All the numbers of daily active users (DAU) mentioned in this topic are not a strict boundary. The selection of services and resources is determined based on whether the improvement of recommendation results can produce sufficient business value to cover the costs of the recommendation system.
The solution for a DAU of less than 50,000 is a baseline solution. The solution for a higher DAU size is based on the solution for the previous-level DAU size.
DAU size | Suggestion for recall models | Suggestion for ranking models | Suggestion for storage of user features |
Less than 50,000 | We recommend that you use the collaborative filtering algorithm named eTREC , Swing algorithm, and group-based popular item recall. We recommend that you do not use the vector recall model and do not deploy the vector recall engine. | We recommend that you use the single-objective multi-tower model. The model provides a fast inference service and consumes fewer resources of the EAS module of PAI. The subscription MaxCompute resources can be used for feature engineering, sample processing, and deep learning model training. | We recommend that you use Realtime Compute for Apache Flink to write user features to ApsaraDB for Redis. |
Greater than 50,000 | You can use vector recall. Hologres can be used to store features and query vectors. | You can use a multi-objective ranking model. | You can use GraphCompute to store rapidly changing user features. |
Greater than 200,000 | You can perform real-time inference of user vectors. You can use the built-in Facebook AI Similarity Search (FAISS) library of EAS for vector search. You can use item cold start algorithms such as the collaborative metric learning algorithm. | We recommend that you use incremental training to save training costs. We recommend that you add real-time item features. | You can use GraphCompute. |
Greater than 500,000 | If frequent activities affect the performance of the recommendation system, you can add online learning solutions. Realtime Compute for Apache Flink can be used to concatenate samples in real time for online learning of models. The online models are updated multiple times every day. | You can use subscription MaxCompute resources. |
For scenarios with a lot of new items
We recommend that you use the item cold start algorithm to recommend new items in a more reasonable manner.

----

HOW TO COMPLETE THIS TASK →
Pick up the guide on choosing recommendation-system services by daily active users right after its final sentence and keep writing it.

DATA PROVIDED →

----

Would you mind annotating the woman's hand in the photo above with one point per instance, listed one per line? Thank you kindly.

----

FINAL ANSWER →
For scenarios where the recommendations of a specified item or items of a specified category need to be controlled
We recommend that you use the recommendation control algorithm to adjust the number of exposures and the percentage of exposures for specific items, item sets, and item categories.
Other suggestions
For scenarios with a large number of user features: You can store user features in Tablestore.
For the EAS module of PAI: We recommend that you configure scheduled scale-out for peak hours and configure automatic scale-in to reduce resources during off-peak hours.
For the scoring service on the EAS module of PAI: You can use subscription resources together with elastic scaling resources.
For scenarios where social connections are found among users: We recommend that you use GraphCompute to manage fellowships and friendships among users. Graph algorithms such as the GraphSAGE algorithm can be used for recommendation scenarios where social connections are found among users.